═════ Data provided ═════

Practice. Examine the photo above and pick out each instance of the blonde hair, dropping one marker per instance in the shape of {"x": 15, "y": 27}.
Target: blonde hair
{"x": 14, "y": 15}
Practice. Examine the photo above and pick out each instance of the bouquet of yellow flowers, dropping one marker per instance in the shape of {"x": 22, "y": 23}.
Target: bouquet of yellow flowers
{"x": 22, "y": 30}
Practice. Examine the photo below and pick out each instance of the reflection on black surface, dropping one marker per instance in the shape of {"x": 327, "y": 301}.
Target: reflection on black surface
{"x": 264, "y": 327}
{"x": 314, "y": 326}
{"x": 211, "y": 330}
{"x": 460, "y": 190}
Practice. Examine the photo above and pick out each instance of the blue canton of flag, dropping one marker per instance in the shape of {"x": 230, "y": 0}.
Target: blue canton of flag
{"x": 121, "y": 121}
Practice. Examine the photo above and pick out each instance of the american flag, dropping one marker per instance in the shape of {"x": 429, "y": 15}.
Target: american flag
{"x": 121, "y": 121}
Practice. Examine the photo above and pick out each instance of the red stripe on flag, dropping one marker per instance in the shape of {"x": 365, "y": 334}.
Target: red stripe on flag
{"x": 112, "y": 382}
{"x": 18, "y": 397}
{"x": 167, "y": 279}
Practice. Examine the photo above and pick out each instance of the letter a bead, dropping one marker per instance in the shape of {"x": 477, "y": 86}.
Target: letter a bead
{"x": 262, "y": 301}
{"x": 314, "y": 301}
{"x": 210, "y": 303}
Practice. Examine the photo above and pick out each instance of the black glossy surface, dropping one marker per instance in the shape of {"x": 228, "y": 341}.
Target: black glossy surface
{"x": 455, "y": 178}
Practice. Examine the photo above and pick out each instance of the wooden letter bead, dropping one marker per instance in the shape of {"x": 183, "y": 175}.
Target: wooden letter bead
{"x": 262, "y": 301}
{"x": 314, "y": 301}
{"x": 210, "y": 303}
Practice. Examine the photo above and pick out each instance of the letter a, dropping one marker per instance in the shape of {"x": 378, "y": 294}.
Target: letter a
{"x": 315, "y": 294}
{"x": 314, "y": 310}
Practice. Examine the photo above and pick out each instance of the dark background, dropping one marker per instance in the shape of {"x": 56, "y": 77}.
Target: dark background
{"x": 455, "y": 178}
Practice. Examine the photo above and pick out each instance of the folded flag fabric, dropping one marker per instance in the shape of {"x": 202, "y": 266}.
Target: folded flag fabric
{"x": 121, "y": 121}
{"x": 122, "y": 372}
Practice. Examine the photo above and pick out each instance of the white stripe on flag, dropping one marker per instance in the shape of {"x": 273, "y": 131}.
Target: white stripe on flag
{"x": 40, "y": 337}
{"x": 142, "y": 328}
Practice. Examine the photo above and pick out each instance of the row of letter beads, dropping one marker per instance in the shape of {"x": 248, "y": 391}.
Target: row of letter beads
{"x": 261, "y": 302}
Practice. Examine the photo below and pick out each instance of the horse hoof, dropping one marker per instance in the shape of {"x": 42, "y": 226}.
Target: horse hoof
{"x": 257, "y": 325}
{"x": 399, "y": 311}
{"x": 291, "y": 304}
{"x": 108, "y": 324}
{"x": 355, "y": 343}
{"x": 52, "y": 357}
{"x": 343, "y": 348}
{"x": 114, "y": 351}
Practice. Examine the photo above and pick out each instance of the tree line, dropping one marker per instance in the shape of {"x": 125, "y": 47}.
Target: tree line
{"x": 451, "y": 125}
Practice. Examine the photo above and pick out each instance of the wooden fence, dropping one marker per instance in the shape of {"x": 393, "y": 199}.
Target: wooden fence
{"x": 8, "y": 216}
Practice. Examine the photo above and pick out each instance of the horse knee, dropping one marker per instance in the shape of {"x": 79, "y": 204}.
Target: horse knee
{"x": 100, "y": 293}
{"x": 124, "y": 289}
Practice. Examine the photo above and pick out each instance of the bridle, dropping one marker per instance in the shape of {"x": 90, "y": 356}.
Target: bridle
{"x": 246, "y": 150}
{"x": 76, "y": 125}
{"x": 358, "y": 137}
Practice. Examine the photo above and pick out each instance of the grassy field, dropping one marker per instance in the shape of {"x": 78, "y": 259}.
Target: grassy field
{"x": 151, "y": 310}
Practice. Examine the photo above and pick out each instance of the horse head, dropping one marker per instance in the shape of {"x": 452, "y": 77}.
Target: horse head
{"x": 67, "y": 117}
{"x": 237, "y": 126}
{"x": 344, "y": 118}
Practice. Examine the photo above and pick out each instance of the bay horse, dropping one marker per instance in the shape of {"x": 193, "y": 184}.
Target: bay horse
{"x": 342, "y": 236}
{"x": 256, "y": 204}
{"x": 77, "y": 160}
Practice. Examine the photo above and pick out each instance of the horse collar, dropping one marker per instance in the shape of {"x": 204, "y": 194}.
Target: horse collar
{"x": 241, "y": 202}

═════

» Task:
Transcribe the records above in full, exactly as they stand.

» Your response:
Practice. Examine the photo above and pick out each instance of the blonde hair, dropping one marker per instance in the shape of {"x": 15, "y": 27}.
Target: blonde hair
{"x": 14, "y": 15}
Practice. Examine the photo above and pick out each instance of the bouquet of yellow flowers, dropping one marker per instance in the shape of {"x": 22, "y": 23}.
Target: bouquet of yellow flowers
{"x": 22, "y": 30}
Practice. Examine the photo below and pick out each instance of the reflection on black surface, dropping one marker per instance in the shape of {"x": 327, "y": 301}.
Target: reflection on black surface
{"x": 264, "y": 327}
{"x": 314, "y": 326}
{"x": 211, "y": 330}
{"x": 460, "y": 190}
Practice. Examine the photo above and pick out each instance of the blue canton of flag, dropping one marker per instance in the shape of {"x": 230, "y": 0}.
Target: blue canton of flag
{"x": 121, "y": 121}
Practice. Examine the photo above and pick out each instance of the american flag, dropping one marker per instance in the shape of {"x": 429, "y": 15}.
Target: american flag
{"x": 121, "y": 121}
Practice. Examine the photo above and pick out each instance of the red stripe on flag, dropping one marker per instance in the shape of {"x": 365, "y": 334}.
Target: red stripe on flag
{"x": 112, "y": 382}
{"x": 18, "y": 397}
{"x": 167, "y": 279}
Practice. Examine the photo above and pick out each instance of the letter a bead, dropping one marker per instance in the shape of {"x": 477, "y": 86}.
Target: letter a bead
{"x": 262, "y": 301}
{"x": 314, "y": 301}
{"x": 210, "y": 303}
Practice. Examine the photo above and pick out each instance of the black glossy surface, dropping one marker per instance in the shape of {"x": 228, "y": 341}.
Target: black glossy surface
{"x": 455, "y": 178}
Practice. Examine the photo above and pick out each instance of the wooden letter bead, dropping one marker per instance in the shape of {"x": 183, "y": 175}.
Target: wooden letter bead
{"x": 262, "y": 301}
{"x": 314, "y": 301}
{"x": 210, "y": 303}
Practice. Examine the photo above and pick out each instance of the letter a, dropping one marker per instance in the shape of {"x": 378, "y": 294}.
Target: letter a
{"x": 315, "y": 294}
{"x": 314, "y": 310}
Practice. Examine the photo above and pick out each instance of the dark background, dropping one marker per instance in the shape of {"x": 56, "y": 77}.
Target: dark background
{"x": 455, "y": 178}
Practice. Examine the photo above and pick out each instance of the folded flag fabric, dropping one marker per instance in the shape of {"x": 202, "y": 266}.
Target: folded flag fabric
{"x": 121, "y": 121}
{"x": 122, "y": 372}
Practice. Examine the photo above and pick out each instance of the white stripe on flag, dropping one marker per instance in the shape of {"x": 273, "y": 131}.
Target: white stripe on flag
{"x": 40, "y": 337}
{"x": 142, "y": 328}
Practice. Examine the photo above and pick out each instance of the row of letter beads, dropping one marker per instance in the shape of {"x": 248, "y": 391}.
Target: row of letter beads
{"x": 261, "y": 302}
Practice. Examine the photo below and pick out each instance of the horse hoof, dropping one marker per instance in the shape of {"x": 42, "y": 226}.
Target: horse hoof
{"x": 257, "y": 325}
{"x": 399, "y": 311}
{"x": 291, "y": 304}
{"x": 108, "y": 324}
{"x": 355, "y": 343}
{"x": 52, "y": 357}
{"x": 343, "y": 348}
{"x": 114, "y": 351}
Practice. Examine the photo above and pick out each instance of the tree line, dropping one marker per instance in the shape of {"x": 125, "y": 47}.
Target: tree line
{"x": 451, "y": 125}
Practice. Examine the photo above and pick out each instance of the wooden fence, dropping one marker per instance in the shape of {"x": 393, "y": 199}.
Target: wooden fence
{"x": 8, "y": 216}
Practice. Examine the photo above and pick out each instance of the horse knee, dropping one marker per instance in the shape of {"x": 79, "y": 204}.
Target: horse knee
{"x": 100, "y": 293}
{"x": 124, "y": 289}
Practice. Examine the photo above and pick out each instance of the bridle, dropping one marker per instance in the shape of {"x": 90, "y": 356}.
Target: bridle
{"x": 246, "y": 150}
{"x": 76, "y": 125}
{"x": 358, "y": 137}
Practice. Examine the photo above and pick out each instance of the grassy field, dropping one marker per instance in the shape of {"x": 78, "y": 259}.
Target: grassy field
{"x": 151, "y": 310}
Practice. Examine the photo above and pick out each instance of the horse head, dropping one marker per instance in the shape of {"x": 452, "y": 77}.
Target: horse head
{"x": 67, "y": 117}
{"x": 237, "y": 126}
{"x": 344, "y": 118}
Practice. Examine the photo above and pick out each instance of the bay horse, dropping one marker per instance in the shape of {"x": 193, "y": 184}.
Target: bay horse
{"x": 342, "y": 236}
{"x": 256, "y": 204}
{"x": 77, "y": 160}
Practice. Examine the photo above and pick out each instance of the horse collar, dropping one marker per instance in the shape of {"x": 204, "y": 194}.
Target: horse collar
{"x": 241, "y": 202}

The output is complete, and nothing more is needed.